> _What this task involves_
Reproduce word for word the stretch of the TT forum post from "The one item" through "didn't buy it.".

> _Page_
--------------------------------

# Soon to be TT Owner!



## neil.knapp (Sep 27, 2009)

Hello all,

Having gone to CarGiant in London yesterday to go and buy something sensible like an Aygo or a modest and efficient hatch back I wandered past a black 06 TT and fell in love!

I was umming and arr'ing about whether to go for it as it wasn't a "sensible" purchase but within 2 minutes of the test drive I was in the office putting down a deposit 

Having driven a 1998 Rover 825 for the last 5 years (please be gentle) I was blown away with the performance and ended up with a big grin every time the turbo kicked in.

As you must comprise the worlds foremost TT experts I would be grateful if you could give the car a quick look over and let me know if i'm buying a dud. I'm amazed I can get an '06 TT for £10,500. The car was getting a lot of interest from passers by and the keys were out when I tried to arrange the test drive so I knew I had to act fast. The car is mine for the next 3 days and I can bump that up until next Saturday - collection day 

The details of the car are available at:

http://www.cargiant.co.uk/Audi/TT/detai ... udi-TT.asp

If anybody could find some time to give me their opinion then i'd appreciate it.

It hasn't been well loved as it's scruffy and all the alloys have been kerbed :evil: but there are no serious scratches or bodywork imperfections and it just looks the muts nuts!

The one item that i'm wary of is despite the fact it's done 74,000 miles it was last serviced at 51,000ish. It seems to have been a fleet car as it was owned by a lease company (sorry, can't remember the name) but I would have thought regular services would be mandatory if it was leased/a company car.

Having checked AutoTrader it seems to be competitively priced and if nothing else I would sulk like a 5 year old for the next year if I didn't buy it.

--------------------------------

> _Given material_

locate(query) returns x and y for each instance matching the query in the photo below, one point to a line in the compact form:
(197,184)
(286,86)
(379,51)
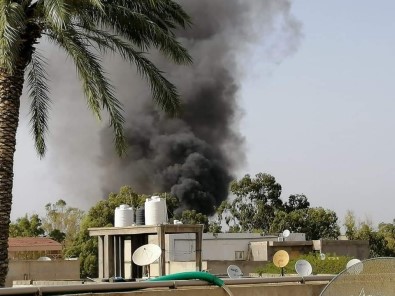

--------------------------------

> _Solution_
The one item that i'm wary of is despite the fact it's done 74,000 miles it was last serviced at 51,000ish. It seems to have been a fleet car as it was owned by a lease company (sorry, can't remember the name) but I would have thought regular services would be mandatory if it was leased/a company car.

Having checked AutoTrader it seems to be competitively priced and if nothing else I would sulk like a 5 year old for the next year if I didn't buy it.